* [BRIEF 1]
Copy out the whole piece on Dorman Products stock word for word.
* [BRIEF 2]
Reproduce everything in the records from the line containing "Ground recessed ceiling" down to the line containing "[[116, 43, 300, 957]]", with both of those lines included.

* [PAGE TEXT]
::::

Dorman Products (NASDAQ:DORM) has tremendously benefited from the average age of cars in the U.S. increasing to an all-time high of 11 years post-recession, well above the historical average of around 8 years. However, this extension is likely to reverse over the coming quarters as more consumers replace old cars. Edmunds.com predicts new car sales will increase 4% in 2013 and used car sales will soften during the period, even with lower used car prices from waning demand. Also of note, scrappage of used cars has increased by 20% between 2010 and 2011, further showing that the replacement of used cars is picking up in the U.S.. DORM's stock price was trading below $5 during 2008 and has seen a phenomenal rise to its 52 week high above $38, but the reality is that the good times for the used car parts market are behind us and DORM's stock price will soon be returning back to earth. I have a $25-$26 price target on the stock over the next year.

::::

* [A block of data]
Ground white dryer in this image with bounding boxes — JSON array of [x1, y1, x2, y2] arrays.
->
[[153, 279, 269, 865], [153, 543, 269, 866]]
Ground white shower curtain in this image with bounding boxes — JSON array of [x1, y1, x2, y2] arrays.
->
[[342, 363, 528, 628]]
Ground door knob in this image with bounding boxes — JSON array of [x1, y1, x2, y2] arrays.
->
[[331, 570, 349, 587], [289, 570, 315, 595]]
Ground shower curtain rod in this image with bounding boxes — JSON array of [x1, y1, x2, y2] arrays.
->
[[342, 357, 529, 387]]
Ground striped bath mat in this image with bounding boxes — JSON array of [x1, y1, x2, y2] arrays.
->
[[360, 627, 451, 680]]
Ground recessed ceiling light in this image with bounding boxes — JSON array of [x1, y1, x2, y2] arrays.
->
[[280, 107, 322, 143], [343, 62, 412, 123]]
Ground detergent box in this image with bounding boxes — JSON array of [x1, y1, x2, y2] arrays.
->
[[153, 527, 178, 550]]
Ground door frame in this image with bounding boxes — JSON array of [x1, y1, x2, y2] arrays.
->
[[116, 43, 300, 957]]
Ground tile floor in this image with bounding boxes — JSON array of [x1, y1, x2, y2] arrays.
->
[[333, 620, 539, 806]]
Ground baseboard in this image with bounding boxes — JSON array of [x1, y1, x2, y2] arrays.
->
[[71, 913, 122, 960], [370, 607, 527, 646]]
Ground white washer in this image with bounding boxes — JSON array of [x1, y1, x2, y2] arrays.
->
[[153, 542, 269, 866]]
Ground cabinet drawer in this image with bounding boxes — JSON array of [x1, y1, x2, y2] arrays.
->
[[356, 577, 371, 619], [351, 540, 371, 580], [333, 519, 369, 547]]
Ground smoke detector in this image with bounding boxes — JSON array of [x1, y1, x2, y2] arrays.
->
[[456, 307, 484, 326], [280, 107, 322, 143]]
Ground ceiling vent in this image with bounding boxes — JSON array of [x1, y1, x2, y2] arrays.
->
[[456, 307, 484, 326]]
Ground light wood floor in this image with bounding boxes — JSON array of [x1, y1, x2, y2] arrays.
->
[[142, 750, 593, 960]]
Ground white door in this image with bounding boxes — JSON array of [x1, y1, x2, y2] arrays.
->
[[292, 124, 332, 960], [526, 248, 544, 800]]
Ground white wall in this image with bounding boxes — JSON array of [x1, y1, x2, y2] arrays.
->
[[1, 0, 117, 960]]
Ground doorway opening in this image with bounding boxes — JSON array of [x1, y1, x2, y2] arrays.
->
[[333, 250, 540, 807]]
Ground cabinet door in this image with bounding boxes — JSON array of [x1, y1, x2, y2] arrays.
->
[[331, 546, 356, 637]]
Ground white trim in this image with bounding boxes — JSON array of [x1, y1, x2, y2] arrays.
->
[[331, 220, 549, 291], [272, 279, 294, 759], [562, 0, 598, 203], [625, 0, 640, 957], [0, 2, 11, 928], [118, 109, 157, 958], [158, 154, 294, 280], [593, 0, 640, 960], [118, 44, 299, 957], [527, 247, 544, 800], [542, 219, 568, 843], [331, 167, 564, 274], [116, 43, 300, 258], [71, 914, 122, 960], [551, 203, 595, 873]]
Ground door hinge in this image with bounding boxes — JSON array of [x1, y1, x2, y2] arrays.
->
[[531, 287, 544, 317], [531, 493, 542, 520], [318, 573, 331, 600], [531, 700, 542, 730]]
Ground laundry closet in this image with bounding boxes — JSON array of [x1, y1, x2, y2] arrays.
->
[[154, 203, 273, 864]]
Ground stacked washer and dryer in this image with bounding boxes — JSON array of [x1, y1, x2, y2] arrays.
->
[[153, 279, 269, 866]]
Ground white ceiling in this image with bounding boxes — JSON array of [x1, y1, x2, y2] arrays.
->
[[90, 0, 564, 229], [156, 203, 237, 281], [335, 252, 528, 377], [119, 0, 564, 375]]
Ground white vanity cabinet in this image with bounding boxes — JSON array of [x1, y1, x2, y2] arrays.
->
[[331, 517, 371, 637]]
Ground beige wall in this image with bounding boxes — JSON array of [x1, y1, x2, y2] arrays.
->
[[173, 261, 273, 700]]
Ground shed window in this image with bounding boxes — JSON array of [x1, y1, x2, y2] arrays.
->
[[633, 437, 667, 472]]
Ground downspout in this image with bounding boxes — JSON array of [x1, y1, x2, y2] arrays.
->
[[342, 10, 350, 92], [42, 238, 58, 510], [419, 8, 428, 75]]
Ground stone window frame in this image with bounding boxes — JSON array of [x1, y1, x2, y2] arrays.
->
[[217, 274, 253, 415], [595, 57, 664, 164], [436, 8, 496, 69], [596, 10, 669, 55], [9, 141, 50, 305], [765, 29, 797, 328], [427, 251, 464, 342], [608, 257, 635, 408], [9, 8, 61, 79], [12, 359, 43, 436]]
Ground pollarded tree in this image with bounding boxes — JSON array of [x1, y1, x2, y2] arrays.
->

::::

* [WRITTEN REPLY 1]
Dorman Products (NASDAQ:DORM) has tremendously benefited from the average age of cars in the U.S. increasing to an all-time high of 11 years post-recession, well above the historical average of around 8 years. However, this extension is likely to reverse over the coming quarters as more consumers replace old cars. Edmunds.com predicts new car sales will increase 4% in 2013 and used car sales will soften during the period, even with lower used car prices from waning demand. Also of note, scrappage of used cars has increased by 20% between 2010 and 2011, further showing that the replacement of used cars is picking up in the U.S.. DORM's stock price was trading below $5 during 2008 and has seen a phenomenal rise to its 52 week high above $38, but the reality is that the good times for the used car parts market are behind us and DORM's stock price will soon be returning back to earth. I have a $25-$26 price target on the stock over the next year.

* [WRITTEN REPLY 2]
Ground recessed ceiling light in this image with bounding boxes — JSON array of [x1, y1, x2, y2] arrays.
->
[[280, 107, 322, 143], [343, 62, 412, 123]]
Ground detergent box in this image with bounding boxes — JSON array of [x1, y1, x2, y2] arrays.
->
[[153, 527, 178, 550]]
Ground door frame in this image with bounding boxes — JSON array of [x1, y1, x2, y2] arrays.
->
[[116, 43, 300, 957]]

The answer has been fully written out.